++++ Dataset excerpts ++++

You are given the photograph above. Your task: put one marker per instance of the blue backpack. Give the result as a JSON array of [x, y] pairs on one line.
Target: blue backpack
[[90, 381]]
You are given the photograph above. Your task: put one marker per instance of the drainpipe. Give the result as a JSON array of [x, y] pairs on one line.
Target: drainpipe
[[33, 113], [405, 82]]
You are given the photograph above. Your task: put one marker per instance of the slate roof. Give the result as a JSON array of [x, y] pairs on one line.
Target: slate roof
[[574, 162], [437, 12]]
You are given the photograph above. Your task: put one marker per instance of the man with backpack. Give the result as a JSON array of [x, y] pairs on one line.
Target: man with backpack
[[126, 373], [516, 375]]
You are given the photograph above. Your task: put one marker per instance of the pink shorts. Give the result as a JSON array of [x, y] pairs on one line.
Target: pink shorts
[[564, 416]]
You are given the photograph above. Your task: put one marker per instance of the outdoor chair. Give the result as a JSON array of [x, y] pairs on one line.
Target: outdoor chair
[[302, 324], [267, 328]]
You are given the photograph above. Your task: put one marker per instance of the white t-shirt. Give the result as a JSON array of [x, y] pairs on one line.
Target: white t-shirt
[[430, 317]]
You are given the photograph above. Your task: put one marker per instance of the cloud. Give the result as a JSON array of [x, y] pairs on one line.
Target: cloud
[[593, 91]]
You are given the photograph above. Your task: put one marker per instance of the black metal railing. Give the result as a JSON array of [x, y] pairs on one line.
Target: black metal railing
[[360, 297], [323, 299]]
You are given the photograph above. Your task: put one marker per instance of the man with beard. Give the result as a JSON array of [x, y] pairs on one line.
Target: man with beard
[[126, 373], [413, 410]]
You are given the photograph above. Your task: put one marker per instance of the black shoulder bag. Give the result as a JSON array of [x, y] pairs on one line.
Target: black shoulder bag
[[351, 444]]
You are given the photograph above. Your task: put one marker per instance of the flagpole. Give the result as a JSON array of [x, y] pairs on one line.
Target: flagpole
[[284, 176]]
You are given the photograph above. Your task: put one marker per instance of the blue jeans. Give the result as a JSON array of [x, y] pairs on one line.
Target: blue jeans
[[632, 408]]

++++

**Goal of the exercise:**
The response should consist of every record above, reproduced exactly.

**Solution to the problem:**
You are given the photograph above. Your task: put one marker per instance of the blue backpack. Give the result as a JSON array of [x, y] pairs on one line.
Target: blue backpack
[[90, 381]]
You are given the photograph above. Your task: put one marker per instance of the drainpipe. Give the result as a JSON array of [x, y] pairs on one line.
Target: drainpipe
[[33, 113], [405, 82]]
You are given the photograph above. Your task: put one marker per instance of the slate roof. Give the result as a JSON array of [x, y] pairs on one line.
Target: slate roof
[[574, 162], [437, 12]]
You are given the photograph above. Your task: put one marker per instance of the man with backpack. Give the result as a JSON array of [x, y] pairs on one line.
Target: man with backpack
[[126, 373], [516, 375]]
You are given the photograph above. Your task: put one marker per instance of the pink shorts. Give the result as a JSON array of [x, y] pairs on one line.
Target: pink shorts
[[564, 416]]
You are given the photograph above. Your task: put one marker per instance of the outdoor chair. Give the result as a JSON array of [x, y] pairs on one line.
Target: outdoor chair
[[302, 324], [267, 328]]
You are given the photograph above. Your task: put one marker per instance of the white t-shirt. Give the result as a JSON array of [x, y] pairs on one line.
Target: white t-shirt
[[430, 317]]
You are given the photograph above. Your task: put one marker per instance of the cloud. Give the result as a JSON array of [x, y] pairs on one line.
Target: cloud
[[593, 91]]
You are given the photograph above. Your task: put one marker per instance of the black metal railing. Give the result as a JSON array of [x, y] pairs on one line.
Target: black metal railing
[[360, 297], [323, 299]]
You are given the photograph above. Your task: put one marker per instance of the man with beard. Give the result as a JSON array of [x, y] pairs on one line.
Target: man with beard
[[126, 373], [413, 410]]
You are given the photograph above. Your task: put one marker per instance of the black shoulder bag. Give the result as a JSON array of [x, y] pairs on one line.
Target: black shoulder bag
[[351, 444]]
You are given the photograph above. Your task: put one marker per instance of the flagpole. Give the result as a JSON array of [x, y] pairs on one line.
Target: flagpole
[[284, 176]]
You are given the photograph above. Your task: put one marker per instance of the blue jeans. Give the result as a JSON array of [x, y] pairs on one line.
Target: blue jeans
[[632, 408]]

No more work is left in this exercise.